◆ Exercise description ◆
Select every line in the material that contains the word "mirror", matching case exactly, and copy each one.

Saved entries

◇ ◇ ◇ ◇ ◇

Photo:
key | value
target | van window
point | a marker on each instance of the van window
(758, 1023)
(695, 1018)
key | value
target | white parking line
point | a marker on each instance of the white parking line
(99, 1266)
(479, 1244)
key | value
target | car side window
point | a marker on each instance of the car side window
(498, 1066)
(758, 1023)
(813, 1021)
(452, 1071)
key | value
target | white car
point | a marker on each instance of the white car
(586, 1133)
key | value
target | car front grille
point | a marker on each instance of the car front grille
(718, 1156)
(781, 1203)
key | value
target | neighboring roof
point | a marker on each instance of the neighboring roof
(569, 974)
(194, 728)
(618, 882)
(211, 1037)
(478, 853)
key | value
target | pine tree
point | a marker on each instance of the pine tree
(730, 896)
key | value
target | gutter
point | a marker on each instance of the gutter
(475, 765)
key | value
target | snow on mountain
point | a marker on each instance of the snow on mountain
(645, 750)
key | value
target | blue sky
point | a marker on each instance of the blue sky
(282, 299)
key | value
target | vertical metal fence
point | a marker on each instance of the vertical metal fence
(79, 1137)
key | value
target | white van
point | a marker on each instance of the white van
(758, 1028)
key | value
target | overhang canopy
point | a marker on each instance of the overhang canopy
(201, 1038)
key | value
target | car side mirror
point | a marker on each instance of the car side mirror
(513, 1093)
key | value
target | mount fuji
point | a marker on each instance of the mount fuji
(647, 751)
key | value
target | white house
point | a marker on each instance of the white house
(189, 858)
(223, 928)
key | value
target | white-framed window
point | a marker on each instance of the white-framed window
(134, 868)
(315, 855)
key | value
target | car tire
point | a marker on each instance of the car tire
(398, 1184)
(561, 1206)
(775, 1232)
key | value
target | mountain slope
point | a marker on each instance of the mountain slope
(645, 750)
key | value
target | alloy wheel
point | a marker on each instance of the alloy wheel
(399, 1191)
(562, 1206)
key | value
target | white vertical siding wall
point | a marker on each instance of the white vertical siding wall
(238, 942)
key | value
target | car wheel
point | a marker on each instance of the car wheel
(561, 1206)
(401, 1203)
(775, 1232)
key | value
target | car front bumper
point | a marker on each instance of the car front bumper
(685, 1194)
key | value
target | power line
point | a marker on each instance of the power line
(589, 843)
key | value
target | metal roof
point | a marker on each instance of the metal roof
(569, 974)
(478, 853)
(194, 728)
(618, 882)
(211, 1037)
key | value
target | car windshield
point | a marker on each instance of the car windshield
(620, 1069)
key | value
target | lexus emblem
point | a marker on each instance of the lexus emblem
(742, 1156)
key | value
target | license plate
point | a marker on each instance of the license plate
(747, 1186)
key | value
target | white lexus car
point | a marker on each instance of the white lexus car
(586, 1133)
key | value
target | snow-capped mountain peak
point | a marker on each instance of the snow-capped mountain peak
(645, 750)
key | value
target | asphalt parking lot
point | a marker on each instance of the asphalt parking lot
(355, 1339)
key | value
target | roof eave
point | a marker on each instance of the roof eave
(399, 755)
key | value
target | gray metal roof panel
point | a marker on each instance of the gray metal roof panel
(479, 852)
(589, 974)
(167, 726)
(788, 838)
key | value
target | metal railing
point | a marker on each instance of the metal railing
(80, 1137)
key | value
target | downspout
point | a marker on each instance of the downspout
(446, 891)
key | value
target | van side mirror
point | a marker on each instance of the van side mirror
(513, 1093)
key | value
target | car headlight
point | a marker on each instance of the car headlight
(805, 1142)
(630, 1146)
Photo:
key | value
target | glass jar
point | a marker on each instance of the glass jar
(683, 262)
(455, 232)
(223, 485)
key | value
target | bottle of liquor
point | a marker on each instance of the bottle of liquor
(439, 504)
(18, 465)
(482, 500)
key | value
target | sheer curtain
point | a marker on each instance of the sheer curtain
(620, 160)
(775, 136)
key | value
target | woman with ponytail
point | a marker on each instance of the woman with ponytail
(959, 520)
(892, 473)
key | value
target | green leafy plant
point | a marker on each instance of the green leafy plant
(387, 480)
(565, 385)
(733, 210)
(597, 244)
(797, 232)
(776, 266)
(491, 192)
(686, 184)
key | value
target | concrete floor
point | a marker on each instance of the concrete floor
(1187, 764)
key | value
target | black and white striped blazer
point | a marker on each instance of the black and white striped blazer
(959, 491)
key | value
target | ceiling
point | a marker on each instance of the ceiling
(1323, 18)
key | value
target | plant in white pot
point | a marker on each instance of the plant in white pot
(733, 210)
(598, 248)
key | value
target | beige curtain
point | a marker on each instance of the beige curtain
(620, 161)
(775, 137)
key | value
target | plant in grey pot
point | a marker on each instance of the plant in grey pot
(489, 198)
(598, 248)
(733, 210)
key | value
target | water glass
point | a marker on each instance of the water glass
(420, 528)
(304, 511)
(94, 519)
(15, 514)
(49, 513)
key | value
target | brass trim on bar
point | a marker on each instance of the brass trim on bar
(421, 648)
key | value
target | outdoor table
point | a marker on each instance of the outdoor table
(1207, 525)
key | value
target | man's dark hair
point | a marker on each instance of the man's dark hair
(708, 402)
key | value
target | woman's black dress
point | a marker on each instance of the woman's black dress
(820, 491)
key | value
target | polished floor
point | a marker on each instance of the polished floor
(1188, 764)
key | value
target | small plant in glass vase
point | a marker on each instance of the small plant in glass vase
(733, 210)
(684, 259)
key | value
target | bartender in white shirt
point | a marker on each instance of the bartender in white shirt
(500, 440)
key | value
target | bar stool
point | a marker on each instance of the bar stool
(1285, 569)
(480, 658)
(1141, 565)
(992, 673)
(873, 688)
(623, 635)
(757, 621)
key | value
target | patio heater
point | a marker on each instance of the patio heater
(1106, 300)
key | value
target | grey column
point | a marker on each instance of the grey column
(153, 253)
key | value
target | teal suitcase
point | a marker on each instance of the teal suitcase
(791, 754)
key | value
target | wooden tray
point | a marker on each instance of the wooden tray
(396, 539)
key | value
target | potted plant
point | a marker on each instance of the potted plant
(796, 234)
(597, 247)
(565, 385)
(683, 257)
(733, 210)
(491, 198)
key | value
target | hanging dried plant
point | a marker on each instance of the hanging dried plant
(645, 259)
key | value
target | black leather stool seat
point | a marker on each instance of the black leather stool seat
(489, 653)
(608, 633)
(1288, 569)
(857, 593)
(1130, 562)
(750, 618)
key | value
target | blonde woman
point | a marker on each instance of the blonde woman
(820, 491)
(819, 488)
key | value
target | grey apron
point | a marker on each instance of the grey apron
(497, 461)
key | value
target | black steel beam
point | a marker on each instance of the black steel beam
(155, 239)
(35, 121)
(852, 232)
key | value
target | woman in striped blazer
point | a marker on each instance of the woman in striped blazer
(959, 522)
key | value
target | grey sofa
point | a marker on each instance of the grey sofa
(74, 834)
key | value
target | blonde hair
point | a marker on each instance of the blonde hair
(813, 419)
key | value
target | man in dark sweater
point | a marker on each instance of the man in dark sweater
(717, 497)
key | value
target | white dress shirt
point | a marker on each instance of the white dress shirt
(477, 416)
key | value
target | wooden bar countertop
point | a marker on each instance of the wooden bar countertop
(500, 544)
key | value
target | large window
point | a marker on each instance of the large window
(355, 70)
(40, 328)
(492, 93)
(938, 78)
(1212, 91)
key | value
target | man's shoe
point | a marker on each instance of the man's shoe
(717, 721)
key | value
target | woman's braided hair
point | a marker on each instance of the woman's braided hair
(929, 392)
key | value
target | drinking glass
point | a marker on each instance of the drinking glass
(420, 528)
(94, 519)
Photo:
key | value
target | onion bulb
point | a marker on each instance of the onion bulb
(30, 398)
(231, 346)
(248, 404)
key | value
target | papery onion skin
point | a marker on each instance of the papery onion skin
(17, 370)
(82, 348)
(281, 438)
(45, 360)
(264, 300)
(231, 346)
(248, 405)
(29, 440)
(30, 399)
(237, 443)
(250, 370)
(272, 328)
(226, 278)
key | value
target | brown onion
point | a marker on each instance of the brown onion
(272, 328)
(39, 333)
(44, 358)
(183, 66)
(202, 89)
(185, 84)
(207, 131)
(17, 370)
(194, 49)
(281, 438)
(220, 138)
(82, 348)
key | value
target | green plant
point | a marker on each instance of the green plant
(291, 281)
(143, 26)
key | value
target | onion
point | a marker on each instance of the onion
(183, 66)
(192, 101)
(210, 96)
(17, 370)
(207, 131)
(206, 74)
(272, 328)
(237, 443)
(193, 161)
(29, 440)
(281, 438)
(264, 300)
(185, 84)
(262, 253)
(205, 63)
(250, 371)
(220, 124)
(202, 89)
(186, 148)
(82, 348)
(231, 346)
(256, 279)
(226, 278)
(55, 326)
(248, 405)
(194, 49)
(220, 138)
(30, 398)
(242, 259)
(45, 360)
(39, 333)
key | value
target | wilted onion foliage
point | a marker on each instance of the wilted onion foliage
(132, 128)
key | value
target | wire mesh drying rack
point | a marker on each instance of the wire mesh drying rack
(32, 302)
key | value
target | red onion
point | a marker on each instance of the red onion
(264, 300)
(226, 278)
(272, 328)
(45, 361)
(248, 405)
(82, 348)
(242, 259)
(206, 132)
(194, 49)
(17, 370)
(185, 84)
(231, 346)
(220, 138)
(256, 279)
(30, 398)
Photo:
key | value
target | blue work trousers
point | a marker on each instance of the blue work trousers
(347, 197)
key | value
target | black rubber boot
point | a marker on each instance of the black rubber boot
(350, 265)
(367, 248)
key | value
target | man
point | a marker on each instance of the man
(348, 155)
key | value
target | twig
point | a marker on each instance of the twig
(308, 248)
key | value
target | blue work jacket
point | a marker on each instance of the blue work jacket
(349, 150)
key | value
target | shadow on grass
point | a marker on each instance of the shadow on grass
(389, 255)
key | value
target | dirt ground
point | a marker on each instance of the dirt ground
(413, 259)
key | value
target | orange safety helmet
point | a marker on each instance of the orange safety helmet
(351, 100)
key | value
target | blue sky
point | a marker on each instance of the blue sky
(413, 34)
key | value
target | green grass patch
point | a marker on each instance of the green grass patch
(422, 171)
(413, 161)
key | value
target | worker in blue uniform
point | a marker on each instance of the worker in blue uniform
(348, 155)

◇ ◇ ◇ ◇ ◇

◆ Task solution ◆
target | car side mirror
point | a marker on each instance of the car side mirror
target | van side mirror
point | a marker on each instance of the van side mirror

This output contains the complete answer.